Exercise objective:
Below are lines of data, and only some are wanted. Please repeat exactly those from the line that has "positive clicks: (226, 314)" through the line that has "box: [134, 194, 182, 211]".

Excerpts from a dataset
== Segment start ==

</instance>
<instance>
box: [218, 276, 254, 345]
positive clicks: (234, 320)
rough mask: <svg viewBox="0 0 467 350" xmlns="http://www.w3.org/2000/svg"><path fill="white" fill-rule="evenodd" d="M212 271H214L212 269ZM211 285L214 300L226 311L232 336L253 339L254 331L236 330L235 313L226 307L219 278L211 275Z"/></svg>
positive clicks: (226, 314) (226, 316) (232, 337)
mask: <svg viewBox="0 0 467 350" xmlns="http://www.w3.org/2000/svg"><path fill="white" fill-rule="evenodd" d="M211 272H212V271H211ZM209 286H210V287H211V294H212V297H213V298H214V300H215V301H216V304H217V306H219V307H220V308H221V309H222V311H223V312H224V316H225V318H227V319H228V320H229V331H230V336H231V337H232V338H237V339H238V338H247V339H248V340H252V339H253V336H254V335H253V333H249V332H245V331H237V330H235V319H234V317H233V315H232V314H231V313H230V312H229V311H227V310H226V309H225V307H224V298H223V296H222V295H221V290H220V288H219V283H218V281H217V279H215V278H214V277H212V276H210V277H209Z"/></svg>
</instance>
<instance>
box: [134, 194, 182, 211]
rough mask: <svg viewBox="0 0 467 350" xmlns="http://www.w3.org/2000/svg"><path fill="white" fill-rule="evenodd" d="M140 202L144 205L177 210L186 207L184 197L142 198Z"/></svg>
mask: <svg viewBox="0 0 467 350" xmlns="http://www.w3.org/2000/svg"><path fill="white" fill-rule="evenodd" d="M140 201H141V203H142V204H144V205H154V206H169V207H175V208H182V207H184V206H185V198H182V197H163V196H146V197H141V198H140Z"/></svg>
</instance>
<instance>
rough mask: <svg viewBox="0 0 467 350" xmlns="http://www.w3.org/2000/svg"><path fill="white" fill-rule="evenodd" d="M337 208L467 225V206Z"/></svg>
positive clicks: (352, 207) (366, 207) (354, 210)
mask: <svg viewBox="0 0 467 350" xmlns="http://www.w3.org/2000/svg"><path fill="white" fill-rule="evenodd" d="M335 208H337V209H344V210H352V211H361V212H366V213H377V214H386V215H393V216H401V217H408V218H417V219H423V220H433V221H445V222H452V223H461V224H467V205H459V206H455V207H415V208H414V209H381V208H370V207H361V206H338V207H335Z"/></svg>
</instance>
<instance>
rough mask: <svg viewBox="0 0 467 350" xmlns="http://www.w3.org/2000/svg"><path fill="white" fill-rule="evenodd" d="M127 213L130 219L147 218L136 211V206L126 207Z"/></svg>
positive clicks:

== Segment end ==

Answer box:
positive clicks: (226, 314) (226, 316) (232, 337)
mask: <svg viewBox="0 0 467 350" xmlns="http://www.w3.org/2000/svg"><path fill="white" fill-rule="evenodd" d="M211 272H212V271H211ZM209 286H210V287H211V294H212V297H213V298H214V300H215V301H216V304H217V306H219V307H220V308H221V309H222V311H223V312H224V316H225V318H227V319H228V320H229V331H230V336H231V337H232V338H237V339H238V338H247V339H248V340H252V339H253V336H254V335H253V333H249V332H245V331H237V330H235V319H234V317H233V315H232V314H231V313H230V312H229V311H227V310H226V309H225V307H224V298H223V296H222V295H221V290H220V288H219V283H218V281H217V279H215V278H214V277H212V276H210V277H209Z"/></svg>
</instance>
<instance>
box: [134, 194, 182, 211]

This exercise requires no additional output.